Reproduce the records from their start through the line containing "485;442;1024;687", swapping "integer pixel coords" for "whole-number pixel coordinates" wherever it occurs and leaving everything else unchanged.

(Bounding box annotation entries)
● ● ● ● ● ● ●

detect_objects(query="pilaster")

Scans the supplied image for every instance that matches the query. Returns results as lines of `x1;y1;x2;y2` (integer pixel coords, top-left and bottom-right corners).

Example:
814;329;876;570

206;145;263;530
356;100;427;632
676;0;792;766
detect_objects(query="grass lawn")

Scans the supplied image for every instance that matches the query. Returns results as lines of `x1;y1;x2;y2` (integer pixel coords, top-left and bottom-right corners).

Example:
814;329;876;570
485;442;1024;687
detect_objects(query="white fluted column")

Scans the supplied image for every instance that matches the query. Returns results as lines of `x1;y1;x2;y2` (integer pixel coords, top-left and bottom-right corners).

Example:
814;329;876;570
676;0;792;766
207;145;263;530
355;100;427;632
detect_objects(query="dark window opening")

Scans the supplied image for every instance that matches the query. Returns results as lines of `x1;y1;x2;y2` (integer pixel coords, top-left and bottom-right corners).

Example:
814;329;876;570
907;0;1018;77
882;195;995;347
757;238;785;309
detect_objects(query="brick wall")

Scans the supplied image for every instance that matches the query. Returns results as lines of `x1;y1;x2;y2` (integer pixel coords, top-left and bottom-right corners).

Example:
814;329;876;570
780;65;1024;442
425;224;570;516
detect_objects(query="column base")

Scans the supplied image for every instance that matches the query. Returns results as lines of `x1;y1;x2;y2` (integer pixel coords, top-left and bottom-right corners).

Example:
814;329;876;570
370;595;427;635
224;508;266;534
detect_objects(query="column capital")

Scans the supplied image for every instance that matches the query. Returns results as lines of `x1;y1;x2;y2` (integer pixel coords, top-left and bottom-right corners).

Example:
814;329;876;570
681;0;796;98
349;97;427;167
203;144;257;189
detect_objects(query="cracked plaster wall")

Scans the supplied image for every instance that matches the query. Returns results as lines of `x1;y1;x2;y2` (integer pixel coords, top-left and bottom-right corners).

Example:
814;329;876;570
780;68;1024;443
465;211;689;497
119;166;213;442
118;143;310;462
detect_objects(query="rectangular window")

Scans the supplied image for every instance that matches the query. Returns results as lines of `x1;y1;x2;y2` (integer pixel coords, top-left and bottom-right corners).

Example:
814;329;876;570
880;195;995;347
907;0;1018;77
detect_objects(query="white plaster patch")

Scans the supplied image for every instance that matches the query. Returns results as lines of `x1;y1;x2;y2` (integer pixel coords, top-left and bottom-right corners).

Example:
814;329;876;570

● ● ● ● ● ● ●

__RESPONSE BELOW__
detect_objects(query="pilaster")

Scans the supplied image for every instance that matches the query. Returns results as lines of `x1;y1;x2;y2` (whole-number pixel coordinates, top-left and bottom-right corners).

Example:
814;329;876;570

206;145;263;530
356;100;427;632
676;0;792;766
detect_objects(query="grass lawn")

Scans the supplied image for every instance that matches the query. Returns results as lines of `x1;y1;x2;y2` (whole-number pixel coordinates, top-left and bottom-right corners).

Example:
814;329;876;570
485;442;1024;687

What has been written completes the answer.